_Text segment:_
────────
Ch. 10.5 - Buprenorphine Initiation in the ED and MAT

David H. Cisewski, MD, MS | Icahn School of Medicine at Mount Sinai
Reuben J. Strayer, MD | Maimonides Medical Center

BACKGROUND
Against the backdrop of exploding opioid prescriptions in the late 1990s and early 2000s, the medical community has not only recognized the addictive power of opioids but has also witnessed the emergence of a nationwide opioid use disorder (OUD) epidemic affecting individuals of every gender, race, and socioeconomic status. Current estimates suggest three million individuals in the United States have suffered from OUD.1

As with any disease, it is the responsibility of emergency clinicians to recognize individuals suffering from OUD and provide or arrange for appropriate treatment for patients desiring assistance.

Buprenorphine is a medication for opioid use disorder (MOUD) which, when adhered to, safely and effectively transitions people with OUD to recovery. This chapter will provide an overview of buprenorphine, the benefits of treating OUD with buprenorphine in the emergency department (ED), and how emergency clinicians can effectively utilize buprenorphine for patients presenting to the ED with OUD.

WHAT IS BUPRENORPHINE?
Buprenorphine is a semisynthetic derivative of thebaine, developed in 1978 to treat chronic pain conditions. In the United States, buprenorphine is approved to treat OUD and moderate/severe chronic pain.2,3

In contrast to full agonist opioids such as fentanyl, morphine, hydromorphone, oxycodone, methadone, and heroin, buprenorphine is a partial mu opioid receptor agonist with a very high receptor affinity (preferential binding), low intrinsic receptor activation (partial agonism), and slow rate of dissociation (extended duration). These three qualities make buprenorphine uniquely suited as a treatment for OUD.

When administered to a person experiencing opioid withdrawal syndrome (OWS), buprenorphine abolishes withdrawal symptoms, and in sufficient doses, extinguishes the persistent cravings that lead to hazardous return to use (relapse). Because of its partial agonism, and in contrast to every other commonly used opioid, buprenorphine’s capacity to cause respiratory depression is limited by a ceiling effectbuprenorphine is comparatively very safe in overdose and far safer than the primary MOUD alternative, methadone. Partial agonism also blunts buprenorphine’s euphoric potential, making it less likely to be abused than full agonist opioids.4 The high receptor affinity blocks co-administered opioids from binding, effectively limiting the risk of overdose or the euphoria of full agonist opioids while a patient is therapeutic on buprenorphine; this is called buprenorphine blockade.
────────
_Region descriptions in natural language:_
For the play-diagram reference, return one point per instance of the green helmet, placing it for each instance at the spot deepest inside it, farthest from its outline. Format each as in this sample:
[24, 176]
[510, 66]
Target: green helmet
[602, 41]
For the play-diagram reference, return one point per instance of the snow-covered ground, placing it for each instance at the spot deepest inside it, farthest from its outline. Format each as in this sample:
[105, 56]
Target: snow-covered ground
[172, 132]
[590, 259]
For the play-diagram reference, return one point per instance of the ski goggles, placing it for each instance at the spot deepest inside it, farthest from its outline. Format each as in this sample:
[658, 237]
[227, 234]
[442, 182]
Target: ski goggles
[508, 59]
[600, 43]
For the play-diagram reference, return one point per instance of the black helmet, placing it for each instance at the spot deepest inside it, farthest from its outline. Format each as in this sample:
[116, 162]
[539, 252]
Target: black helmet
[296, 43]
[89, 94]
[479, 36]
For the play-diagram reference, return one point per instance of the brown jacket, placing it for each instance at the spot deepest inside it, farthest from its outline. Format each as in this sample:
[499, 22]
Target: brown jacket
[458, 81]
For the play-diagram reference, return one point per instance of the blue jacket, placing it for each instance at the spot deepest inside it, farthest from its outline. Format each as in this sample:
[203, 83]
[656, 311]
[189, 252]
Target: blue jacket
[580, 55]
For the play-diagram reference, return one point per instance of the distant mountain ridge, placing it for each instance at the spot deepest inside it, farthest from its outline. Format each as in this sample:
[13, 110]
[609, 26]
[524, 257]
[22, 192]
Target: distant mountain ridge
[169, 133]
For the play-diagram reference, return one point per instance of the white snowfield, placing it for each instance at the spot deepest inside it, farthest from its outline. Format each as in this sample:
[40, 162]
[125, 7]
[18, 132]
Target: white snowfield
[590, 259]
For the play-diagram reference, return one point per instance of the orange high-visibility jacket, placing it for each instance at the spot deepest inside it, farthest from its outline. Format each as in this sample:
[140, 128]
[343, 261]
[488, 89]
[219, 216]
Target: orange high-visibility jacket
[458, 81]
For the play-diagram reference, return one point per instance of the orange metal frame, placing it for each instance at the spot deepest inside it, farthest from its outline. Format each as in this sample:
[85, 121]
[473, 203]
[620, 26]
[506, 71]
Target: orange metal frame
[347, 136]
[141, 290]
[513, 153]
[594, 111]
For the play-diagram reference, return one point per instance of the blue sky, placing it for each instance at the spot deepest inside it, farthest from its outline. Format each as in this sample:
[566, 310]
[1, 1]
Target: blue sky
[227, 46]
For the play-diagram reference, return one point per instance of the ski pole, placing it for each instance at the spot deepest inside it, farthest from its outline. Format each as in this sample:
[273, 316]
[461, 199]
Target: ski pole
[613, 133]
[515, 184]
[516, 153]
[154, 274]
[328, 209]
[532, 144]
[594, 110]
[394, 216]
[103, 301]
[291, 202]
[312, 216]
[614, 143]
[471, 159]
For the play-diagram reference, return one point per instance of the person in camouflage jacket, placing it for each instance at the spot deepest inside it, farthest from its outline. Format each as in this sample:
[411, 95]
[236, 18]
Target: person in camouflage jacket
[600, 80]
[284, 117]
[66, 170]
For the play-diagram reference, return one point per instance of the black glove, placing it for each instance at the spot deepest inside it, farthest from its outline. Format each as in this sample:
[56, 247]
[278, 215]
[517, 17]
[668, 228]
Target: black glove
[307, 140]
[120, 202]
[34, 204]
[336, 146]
────────
_Problems to solve:_
1. According to the buprenorphine chapter, in what year was buprenorphine developed, and for what purpose?
2. Write the next part of the buprenorphine chapter, picking up after its last sentence.
The entries were taken from a different source than the buprenorphine chapter.

_Responses:_
1. It was developed in 1978 to treat chronic pain conditions.

2.
The slow dissociation of buprenorphine from the receptor allows for an extended half-life ranging from between 6-12 hours for low doses (< 4 mg) and between 24-72 hours (or even longer) for higher doses (> 16 mg), which allows for convenient sublingual daily dosing.5

Beyond the commonly used sublingual tablets and strips, buprenorphine comes in an expanding array of formulations that include an injectable liquid for intravenous or intramuscular use, a transdermal patch, and a variety of depot and implantable preparations that offer weekly, monthly, or even longer dosing schedules.

Sublingual buprenorphine is available in its original mono-product formulation, but when treating OUD is usually prescribed as a combination product, buprenorphine-naloxone, and buprenorphine is best known by the trade name of the first buprenorphine-naloxone preparation, Suboxone. It is commonly taught that the naloxone component of buprenorphine-naloxone is not absorbed when taken under the tongue as intended, and that the presence of naloxone serves only to prevent abuse by crushing and injecting the medication. However, this teaching has recently been called into question, as naloxone is absorbed sublingually6 and in some patients causes mild but sometimes quite bothersome antagonist effects, and the abuse-deterrent effect of the naloxone additive is modest at best.7,8 Furthermore, diverted buprenorphine is usually used for its intended purpose,9,10 and while injecting buprenorphine exposes the user to dangerous injection harms, it is far safer than injecting street-purchased alternatives of uncertain identity and potency.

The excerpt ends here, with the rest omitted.